* **Task**: Continue the passage below on the possible outcomes of launching a new energy shot product, starting after its final sentence.

Possible outcomes of the launch
Launching a new energy shot product presents a moral dilemma. Most energy shots are aimed at teenagers and young adults, and this target audience is known to put more trust into the ‘street cred’ of the product, rather than medical and government advise, so there is an opportunity for carving some share of the market, especially if we deliberately exploit the ‘rebel’ aspect of our product. On the other hand, given the ongoing media hype, there is also a chance of attracting negative publicity and becoming a scapegoat for the regulators. Eventually, this can result in long-term reputational damage and substantial (and unpredictable) litigation costs. We could, however, turn the situation to our advantage by launching a drink that will be based on a different stimulator than the notorious mix of caffeine and guarana – as long as it is technologically viable. Such drink would comply with the Food Safety Authority’s caffeine concentration standards and could be classified as a formulated caffeine beverage. We could then market it as a healthier alternative to the popular energy shots, so that it appeals both to the target audience and the general public. 2.

* **Provided data**:
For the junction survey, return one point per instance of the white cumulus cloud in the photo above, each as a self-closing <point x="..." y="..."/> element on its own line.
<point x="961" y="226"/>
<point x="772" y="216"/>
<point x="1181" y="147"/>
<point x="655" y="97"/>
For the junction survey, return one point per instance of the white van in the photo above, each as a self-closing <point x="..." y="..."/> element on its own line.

* **Reply to the task**:
The Australia New Zealand Food Standards Code (FSC) mandates that a formulated caffeine beverage must contain 145 to 320 milligrams of caffeine per litre1 (Commonwealth of Australia, 2009). Popular energy shots do not comply with this requirement: for instance, a 2-ounce Demon Energy Shot contains 200 mg of caffeine, i.e. 3333 milligrams of caffeine per litre (Energy Fiend, 2009). The trick here is that the producers label their drinks as dietary supplements which are exempt from the FSC requirements. However, it is not entirely unlikely that a legal clampdown on energy shots will follow: in Australia, the government of New South Wales aims to ban non-compliant energy drinks (AAP, 2009); back in New Zealand, retailers are pressed to restrict the sale of energy...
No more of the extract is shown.